Find the string "below" in the records and copy each line where it occurs.

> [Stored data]
○ ○ ○
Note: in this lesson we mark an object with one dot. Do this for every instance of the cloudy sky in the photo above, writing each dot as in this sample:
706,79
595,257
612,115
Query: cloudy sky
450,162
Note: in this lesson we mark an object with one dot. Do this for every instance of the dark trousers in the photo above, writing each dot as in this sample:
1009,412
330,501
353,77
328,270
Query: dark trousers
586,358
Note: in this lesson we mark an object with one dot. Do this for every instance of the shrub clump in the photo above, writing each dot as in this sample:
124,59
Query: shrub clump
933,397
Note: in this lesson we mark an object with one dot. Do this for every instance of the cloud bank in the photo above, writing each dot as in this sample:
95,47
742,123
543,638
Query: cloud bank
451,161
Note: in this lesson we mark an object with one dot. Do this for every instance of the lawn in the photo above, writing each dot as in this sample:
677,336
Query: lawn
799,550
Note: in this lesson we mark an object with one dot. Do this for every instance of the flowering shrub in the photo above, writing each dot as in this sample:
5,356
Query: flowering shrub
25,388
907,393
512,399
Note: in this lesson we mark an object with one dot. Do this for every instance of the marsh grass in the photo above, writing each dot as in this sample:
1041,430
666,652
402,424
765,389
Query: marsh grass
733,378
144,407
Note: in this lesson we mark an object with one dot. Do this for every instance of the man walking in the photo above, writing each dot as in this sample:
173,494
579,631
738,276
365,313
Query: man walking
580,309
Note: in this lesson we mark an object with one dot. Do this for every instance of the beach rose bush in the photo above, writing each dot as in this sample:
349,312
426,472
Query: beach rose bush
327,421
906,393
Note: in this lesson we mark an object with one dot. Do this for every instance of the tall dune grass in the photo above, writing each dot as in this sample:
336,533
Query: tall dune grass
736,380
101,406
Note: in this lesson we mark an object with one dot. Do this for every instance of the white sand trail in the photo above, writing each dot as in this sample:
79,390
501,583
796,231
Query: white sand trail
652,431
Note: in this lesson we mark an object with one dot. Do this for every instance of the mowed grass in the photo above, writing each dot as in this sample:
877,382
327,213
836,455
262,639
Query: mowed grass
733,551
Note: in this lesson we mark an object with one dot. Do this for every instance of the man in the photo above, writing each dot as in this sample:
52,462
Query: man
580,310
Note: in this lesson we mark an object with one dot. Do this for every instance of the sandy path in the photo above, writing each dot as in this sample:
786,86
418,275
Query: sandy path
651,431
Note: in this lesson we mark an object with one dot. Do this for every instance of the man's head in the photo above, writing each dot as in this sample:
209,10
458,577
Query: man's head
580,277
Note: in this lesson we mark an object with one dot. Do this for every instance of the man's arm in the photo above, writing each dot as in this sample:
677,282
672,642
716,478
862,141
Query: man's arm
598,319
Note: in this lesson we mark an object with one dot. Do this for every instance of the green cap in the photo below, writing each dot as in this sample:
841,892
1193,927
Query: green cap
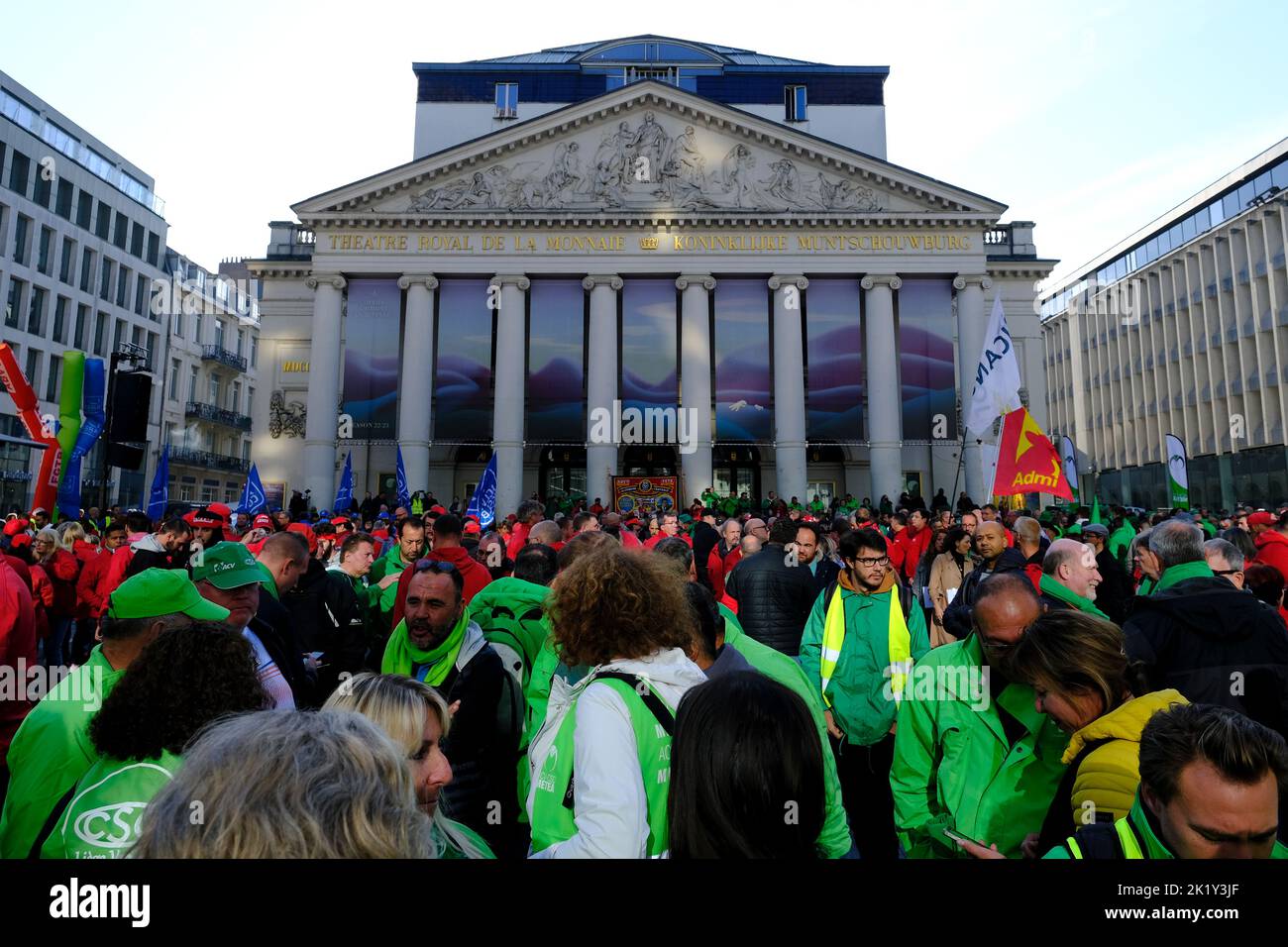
227,566
161,591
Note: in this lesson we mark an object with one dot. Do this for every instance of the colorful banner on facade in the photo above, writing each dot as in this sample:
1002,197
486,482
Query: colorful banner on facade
742,363
1177,472
645,495
1026,463
926,369
372,343
1069,459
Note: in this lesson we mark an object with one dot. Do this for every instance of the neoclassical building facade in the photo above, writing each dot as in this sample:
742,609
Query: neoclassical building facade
791,313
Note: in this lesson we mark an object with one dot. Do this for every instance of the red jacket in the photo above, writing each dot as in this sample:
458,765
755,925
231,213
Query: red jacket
63,570
17,642
912,545
91,587
1273,551
475,574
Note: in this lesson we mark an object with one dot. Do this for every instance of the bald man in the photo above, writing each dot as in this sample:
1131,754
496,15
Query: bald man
993,557
1069,578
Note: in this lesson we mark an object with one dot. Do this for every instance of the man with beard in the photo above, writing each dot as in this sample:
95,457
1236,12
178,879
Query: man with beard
971,751
437,643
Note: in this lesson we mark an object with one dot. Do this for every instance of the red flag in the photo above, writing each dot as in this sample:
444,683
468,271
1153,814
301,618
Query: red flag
1026,463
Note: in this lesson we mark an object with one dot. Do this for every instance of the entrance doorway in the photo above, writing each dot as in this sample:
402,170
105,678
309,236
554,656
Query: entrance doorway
562,474
735,471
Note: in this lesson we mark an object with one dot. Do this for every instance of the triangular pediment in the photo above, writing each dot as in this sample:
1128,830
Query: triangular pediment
648,151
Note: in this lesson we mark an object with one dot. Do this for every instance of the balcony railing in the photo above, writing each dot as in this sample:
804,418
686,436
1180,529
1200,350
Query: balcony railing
218,354
218,415
213,462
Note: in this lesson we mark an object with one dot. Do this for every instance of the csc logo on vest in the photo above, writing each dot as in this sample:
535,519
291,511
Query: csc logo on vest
110,826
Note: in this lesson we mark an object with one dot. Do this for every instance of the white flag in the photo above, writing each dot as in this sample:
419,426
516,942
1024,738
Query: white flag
997,376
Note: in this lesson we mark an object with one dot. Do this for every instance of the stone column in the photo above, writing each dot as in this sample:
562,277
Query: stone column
789,386
417,373
601,385
696,382
323,401
885,397
507,402
971,325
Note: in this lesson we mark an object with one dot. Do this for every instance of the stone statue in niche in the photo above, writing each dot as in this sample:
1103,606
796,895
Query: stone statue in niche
649,167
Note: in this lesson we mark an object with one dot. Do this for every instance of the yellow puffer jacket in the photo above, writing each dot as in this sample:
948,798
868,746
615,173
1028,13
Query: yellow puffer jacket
1109,775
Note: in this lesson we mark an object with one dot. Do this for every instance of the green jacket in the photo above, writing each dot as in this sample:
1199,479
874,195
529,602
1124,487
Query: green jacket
859,688
509,612
953,766
833,841
52,750
102,819
1146,839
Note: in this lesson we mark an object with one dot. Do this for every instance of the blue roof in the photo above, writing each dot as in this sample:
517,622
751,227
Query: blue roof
713,53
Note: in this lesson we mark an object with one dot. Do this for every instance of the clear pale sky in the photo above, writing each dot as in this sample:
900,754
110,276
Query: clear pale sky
1090,119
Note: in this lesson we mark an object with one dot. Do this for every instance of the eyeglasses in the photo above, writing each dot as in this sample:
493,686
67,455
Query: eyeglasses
434,566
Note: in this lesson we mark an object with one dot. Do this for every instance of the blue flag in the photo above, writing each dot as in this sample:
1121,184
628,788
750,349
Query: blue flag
160,493
403,493
253,493
483,502
344,495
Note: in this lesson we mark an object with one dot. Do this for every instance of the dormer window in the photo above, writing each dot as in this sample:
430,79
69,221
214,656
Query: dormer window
506,99
794,99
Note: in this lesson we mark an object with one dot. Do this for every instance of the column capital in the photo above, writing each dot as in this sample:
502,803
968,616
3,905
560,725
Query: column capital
408,279
603,279
320,278
964,281
874,279
778,279
510,279
703,279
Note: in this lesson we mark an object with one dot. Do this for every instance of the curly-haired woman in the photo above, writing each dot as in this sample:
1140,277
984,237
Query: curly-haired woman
184,680
600,764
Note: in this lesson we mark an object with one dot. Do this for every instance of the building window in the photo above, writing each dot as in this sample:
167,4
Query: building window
86,269
64,268
794,98
37,311
84,210
21,231
103,222
63,205
506,99
59,320
13,303
52,381
20,170
81,325
47,237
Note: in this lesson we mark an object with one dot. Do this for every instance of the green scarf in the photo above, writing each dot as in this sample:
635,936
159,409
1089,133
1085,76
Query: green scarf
402,656
1055,590
1179,574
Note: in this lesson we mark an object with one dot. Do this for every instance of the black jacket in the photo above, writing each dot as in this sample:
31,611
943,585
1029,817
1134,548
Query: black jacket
1116,589
704,539
483,748
1215,644
957,616
774,599
323,609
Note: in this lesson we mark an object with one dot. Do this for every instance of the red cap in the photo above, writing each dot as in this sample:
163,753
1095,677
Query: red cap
307,532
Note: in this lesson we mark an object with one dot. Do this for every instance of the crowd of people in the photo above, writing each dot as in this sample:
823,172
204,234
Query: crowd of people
738,678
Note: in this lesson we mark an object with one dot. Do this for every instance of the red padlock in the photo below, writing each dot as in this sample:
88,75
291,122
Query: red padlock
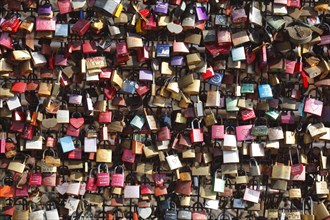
109,92
118,178
103,179
196,134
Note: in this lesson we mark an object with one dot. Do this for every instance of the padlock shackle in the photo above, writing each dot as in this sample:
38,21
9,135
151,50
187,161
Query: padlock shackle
224,214
49,149
99,168
253,160
192,123
230,127
119,166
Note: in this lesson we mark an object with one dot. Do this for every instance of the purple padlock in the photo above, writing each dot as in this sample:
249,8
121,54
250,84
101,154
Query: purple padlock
45,9
161,7
201,14
177,61
145,75
287,117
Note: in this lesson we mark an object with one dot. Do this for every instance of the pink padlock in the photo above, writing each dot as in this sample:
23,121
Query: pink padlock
35,179
3,144
163,134
196,134
91,182
218,131
103,179
118,178
22,192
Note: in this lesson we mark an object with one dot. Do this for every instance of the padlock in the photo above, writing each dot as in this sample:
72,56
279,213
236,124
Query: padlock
254,168
103,179
118,177
91,182
218,185
196,134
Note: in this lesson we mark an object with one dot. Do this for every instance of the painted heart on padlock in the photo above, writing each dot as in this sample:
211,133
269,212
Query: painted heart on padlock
144,212
77,122
175,160
297,169
246,133
49,122
315,105
61,189
250,57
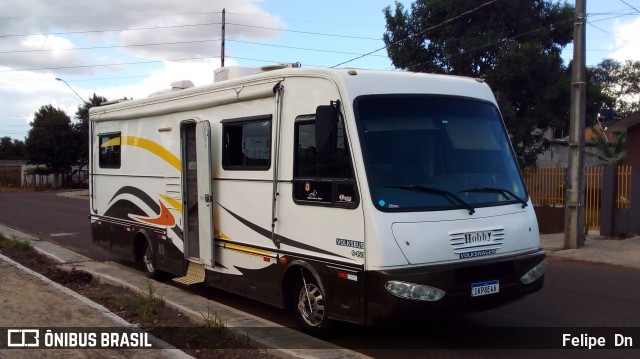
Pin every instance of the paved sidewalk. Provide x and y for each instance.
(621, 252)
(285, 342)
(30, 300)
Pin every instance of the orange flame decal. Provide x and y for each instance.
(164, 219)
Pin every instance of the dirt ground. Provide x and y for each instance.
(28, 301)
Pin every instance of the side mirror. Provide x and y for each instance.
(326, 130)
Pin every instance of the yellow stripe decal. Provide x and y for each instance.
(154, 148)
(247, 249)
(112, 142)
(173, 202)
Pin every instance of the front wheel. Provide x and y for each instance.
(309, 305)
(149, 261)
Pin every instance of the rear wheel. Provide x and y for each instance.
(309, 305)
(149, 261)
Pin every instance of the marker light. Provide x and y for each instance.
(534, 273)
(414, 291)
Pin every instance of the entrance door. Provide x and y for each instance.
(198, 204)
(205, 198)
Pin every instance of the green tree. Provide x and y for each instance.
(81, 128)
(621, 83)
(11, 149)
(612, 154)
(514, 45)
(51, 141)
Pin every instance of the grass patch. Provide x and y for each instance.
(212, 320)
(17, 244)
(148, 307)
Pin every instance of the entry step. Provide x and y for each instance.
(195, 274)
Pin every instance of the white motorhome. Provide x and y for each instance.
(341, 194)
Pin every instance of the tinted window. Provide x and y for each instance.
(247, 143)
(445, 145)
(109, 150)
(323, 181)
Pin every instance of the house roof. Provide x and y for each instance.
(12, 163)
(624, 124)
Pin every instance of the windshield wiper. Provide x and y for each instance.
(442, 192)
(505, 192)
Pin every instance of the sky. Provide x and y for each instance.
(124, 48)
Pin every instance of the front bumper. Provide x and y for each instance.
(455, 280)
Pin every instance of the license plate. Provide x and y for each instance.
(485, 288)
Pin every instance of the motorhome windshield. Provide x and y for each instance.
(435, 153)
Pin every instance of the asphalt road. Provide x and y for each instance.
(577, 296)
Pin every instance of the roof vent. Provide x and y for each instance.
(181, 85)
(175, 86)
(289, 65)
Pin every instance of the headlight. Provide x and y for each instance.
(534, 273)
(414, 291)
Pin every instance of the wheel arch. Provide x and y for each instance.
(140, 239)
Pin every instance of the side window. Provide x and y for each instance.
(318, 180)
(246, 143)
(109, 150)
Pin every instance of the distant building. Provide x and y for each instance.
(11, 172)
(630, 125)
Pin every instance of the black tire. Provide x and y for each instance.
(149, 261)
(309, 305)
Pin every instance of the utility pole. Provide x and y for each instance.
(574, 220)
(222, 43)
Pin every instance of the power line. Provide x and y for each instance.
(631, 6)
(298, 48)
(307, 32)
(561, 23)
(111, 46)
(419, 33)
(141, 63)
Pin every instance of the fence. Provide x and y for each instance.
(546, 186)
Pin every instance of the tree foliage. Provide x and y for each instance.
(612, 154)
(11, 149)
(51, 141)
(81, 128)
(514, 45)
(621, 85)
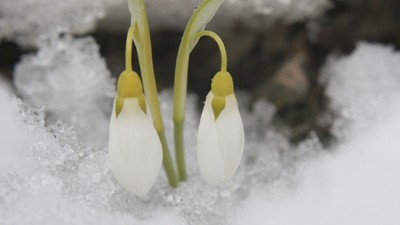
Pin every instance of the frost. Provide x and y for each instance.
(70, 79)
(174, 14)
(54, 166)
(360, 88)
(358, 182)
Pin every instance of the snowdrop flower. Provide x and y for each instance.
(134, 147)
(220, 138)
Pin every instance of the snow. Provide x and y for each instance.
(29, 22)
(54, 166)
(358, 183)
(174, 14)
(70, 79)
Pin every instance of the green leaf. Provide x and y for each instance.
(201, 16)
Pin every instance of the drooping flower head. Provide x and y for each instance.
(134, 146)
(221, 135)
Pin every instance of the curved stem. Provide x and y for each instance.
(179, 150)
(221, 46)
(128, 50)
(180, 89)
(143, 45)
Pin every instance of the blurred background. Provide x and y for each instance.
○ ○ ○
> [Answer box]
Note: in this lesson we mark an object with one dot. Do this for every instance of the green cap in the photo below, writing each dot as in this sample:
Note: in this lesson we mark an object with one dot. Do this for every instance of the red padlock in the photo below, writing each dot as in this sample:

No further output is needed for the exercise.